Take the line containing "Mark every instance of the green water" and every line after it in the data below, and print them exactly as given, with nothing else.

Object pointing dataset rows:
◆ ◆ ◆ ◆
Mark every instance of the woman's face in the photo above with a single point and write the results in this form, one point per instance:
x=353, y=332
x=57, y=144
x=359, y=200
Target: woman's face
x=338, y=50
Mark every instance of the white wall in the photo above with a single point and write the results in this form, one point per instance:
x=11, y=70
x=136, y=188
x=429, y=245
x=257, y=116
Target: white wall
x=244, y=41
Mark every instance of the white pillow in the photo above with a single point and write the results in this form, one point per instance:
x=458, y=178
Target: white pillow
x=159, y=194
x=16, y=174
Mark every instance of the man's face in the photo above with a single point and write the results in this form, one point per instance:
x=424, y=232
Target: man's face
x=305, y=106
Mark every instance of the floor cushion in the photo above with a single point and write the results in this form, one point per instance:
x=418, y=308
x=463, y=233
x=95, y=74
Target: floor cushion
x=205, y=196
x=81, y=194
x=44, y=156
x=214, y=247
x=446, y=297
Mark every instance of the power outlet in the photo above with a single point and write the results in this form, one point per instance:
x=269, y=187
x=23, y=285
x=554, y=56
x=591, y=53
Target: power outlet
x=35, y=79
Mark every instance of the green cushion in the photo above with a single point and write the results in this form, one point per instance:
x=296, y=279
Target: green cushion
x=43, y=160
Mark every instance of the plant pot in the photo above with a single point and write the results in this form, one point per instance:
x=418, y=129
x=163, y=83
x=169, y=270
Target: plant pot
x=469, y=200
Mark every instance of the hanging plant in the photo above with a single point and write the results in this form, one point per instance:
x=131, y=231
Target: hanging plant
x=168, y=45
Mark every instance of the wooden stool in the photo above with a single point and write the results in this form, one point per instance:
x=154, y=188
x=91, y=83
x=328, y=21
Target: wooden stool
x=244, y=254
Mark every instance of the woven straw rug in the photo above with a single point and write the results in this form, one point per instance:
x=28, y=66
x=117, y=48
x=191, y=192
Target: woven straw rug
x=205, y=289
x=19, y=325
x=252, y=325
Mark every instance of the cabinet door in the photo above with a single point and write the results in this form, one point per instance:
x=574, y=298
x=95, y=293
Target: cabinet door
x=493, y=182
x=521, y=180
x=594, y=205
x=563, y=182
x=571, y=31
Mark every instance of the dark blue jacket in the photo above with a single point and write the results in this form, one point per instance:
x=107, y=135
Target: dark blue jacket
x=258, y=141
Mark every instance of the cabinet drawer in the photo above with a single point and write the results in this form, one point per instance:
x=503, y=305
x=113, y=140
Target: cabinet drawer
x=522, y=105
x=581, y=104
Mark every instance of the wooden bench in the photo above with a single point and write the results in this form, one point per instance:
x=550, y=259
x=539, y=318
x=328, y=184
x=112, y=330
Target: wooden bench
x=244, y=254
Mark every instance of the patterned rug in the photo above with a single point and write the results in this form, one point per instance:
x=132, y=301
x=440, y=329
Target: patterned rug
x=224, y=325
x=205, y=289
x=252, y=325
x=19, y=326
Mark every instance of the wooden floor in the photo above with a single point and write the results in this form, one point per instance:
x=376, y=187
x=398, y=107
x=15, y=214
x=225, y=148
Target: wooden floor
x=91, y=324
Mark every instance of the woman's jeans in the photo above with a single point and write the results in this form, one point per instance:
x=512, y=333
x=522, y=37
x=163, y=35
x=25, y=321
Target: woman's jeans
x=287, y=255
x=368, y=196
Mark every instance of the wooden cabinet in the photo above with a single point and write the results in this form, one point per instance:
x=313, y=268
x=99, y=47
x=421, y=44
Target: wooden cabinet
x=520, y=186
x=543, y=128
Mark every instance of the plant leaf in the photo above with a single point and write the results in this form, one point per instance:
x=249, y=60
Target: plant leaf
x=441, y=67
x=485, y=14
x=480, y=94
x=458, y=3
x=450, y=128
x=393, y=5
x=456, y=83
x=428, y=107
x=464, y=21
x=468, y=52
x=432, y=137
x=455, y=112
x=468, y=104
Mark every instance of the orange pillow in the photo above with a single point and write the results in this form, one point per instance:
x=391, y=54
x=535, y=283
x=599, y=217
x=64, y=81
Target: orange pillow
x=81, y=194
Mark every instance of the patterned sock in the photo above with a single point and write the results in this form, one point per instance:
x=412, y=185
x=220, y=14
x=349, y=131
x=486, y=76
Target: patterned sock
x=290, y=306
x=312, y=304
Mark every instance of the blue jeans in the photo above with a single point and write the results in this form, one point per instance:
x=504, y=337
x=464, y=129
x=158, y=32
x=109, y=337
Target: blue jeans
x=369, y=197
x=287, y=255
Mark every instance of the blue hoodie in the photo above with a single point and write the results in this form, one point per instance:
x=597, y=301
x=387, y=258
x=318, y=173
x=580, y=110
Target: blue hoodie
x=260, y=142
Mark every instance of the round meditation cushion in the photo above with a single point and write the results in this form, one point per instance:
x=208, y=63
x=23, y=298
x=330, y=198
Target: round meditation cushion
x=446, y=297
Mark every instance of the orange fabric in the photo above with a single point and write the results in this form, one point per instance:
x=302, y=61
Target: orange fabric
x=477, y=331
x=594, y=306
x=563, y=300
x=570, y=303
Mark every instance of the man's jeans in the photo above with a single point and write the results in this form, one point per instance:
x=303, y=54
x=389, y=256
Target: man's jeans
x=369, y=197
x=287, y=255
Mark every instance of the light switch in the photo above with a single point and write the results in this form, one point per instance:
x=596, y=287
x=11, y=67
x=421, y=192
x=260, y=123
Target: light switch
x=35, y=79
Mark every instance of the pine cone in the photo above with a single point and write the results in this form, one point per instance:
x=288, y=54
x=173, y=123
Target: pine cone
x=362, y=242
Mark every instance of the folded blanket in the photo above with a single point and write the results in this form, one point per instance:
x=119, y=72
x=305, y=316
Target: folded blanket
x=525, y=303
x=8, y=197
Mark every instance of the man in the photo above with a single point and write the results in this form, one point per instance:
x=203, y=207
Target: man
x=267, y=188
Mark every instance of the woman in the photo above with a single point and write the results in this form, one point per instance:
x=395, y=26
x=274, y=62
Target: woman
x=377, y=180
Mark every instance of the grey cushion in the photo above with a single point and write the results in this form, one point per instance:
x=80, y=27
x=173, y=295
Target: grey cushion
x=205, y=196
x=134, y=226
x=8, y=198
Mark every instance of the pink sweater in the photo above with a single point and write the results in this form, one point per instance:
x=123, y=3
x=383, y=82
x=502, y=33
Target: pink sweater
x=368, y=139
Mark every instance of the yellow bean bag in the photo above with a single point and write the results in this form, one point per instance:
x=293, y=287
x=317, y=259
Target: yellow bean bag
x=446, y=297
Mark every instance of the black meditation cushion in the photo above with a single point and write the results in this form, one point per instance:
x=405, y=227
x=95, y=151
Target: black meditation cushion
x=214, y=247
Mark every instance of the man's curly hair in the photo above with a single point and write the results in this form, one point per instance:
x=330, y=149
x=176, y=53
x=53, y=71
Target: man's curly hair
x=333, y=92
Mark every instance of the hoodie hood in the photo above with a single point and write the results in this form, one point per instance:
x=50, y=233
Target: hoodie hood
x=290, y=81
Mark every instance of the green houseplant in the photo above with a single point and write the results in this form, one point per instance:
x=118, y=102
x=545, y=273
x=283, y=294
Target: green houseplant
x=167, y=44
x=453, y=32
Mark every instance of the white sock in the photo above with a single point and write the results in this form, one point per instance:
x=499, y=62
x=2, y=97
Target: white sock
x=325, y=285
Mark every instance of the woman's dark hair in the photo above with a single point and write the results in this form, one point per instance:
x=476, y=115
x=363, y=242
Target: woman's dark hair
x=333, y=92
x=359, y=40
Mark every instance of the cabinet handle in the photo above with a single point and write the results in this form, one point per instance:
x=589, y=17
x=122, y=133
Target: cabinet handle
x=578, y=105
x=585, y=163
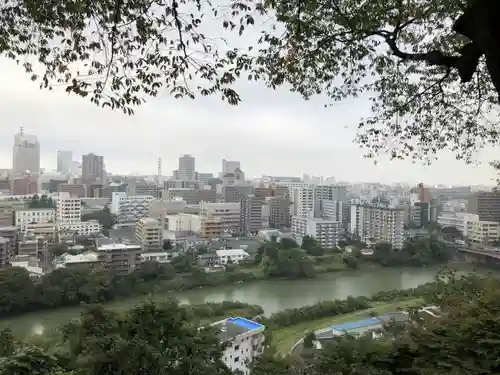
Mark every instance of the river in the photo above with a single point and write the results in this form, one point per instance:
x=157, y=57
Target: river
x=272, y=295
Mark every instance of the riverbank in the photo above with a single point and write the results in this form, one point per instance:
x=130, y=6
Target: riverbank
x=285, y=338
x=272, y=295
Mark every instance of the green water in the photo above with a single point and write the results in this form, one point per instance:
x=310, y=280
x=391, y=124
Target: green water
x=272, y=295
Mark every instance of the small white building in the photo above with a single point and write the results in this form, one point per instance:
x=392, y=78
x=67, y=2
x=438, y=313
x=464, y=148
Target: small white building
x=34, y=216
x=233, y=255
x=245, y=339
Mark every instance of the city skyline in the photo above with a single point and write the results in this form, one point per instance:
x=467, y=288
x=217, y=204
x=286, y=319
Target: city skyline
x=282, y=135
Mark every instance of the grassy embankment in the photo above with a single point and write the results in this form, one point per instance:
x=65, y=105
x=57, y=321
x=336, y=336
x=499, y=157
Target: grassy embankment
x=285, y=338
◆ ◆ ◆ ◆
§ Worked solution
Mark every instance of the green water in the photo above with a single point and write the results in this form, one point per instance:
x=310, y=280
x=391, y=124
Target: green water
x=272, y=295
Mark every instance of the small white building in the photo above with a single point and write the results in this form, one point per instance:
x=392, y=78
x=67, y=2
x=438, y=313
x=464, y=148
Target: small white building
x=34, y=216
x=233, y=255
x=245, y=339
Mark every instance of the city skyline in the photo above with a single point and write the results in this form, one point per instance:
x=467, y=288
x=217, y=204
x=286, y=319
Target: city skyline
x=282, y=135
Mark every instance of the grassy embankment in the photo above with a single point and write the results in this form, one point per instance:
x=65, y=105
x=57, y=321
x=336, y=336
x=499, y=157
Target: grassy embankment
x=285, y=338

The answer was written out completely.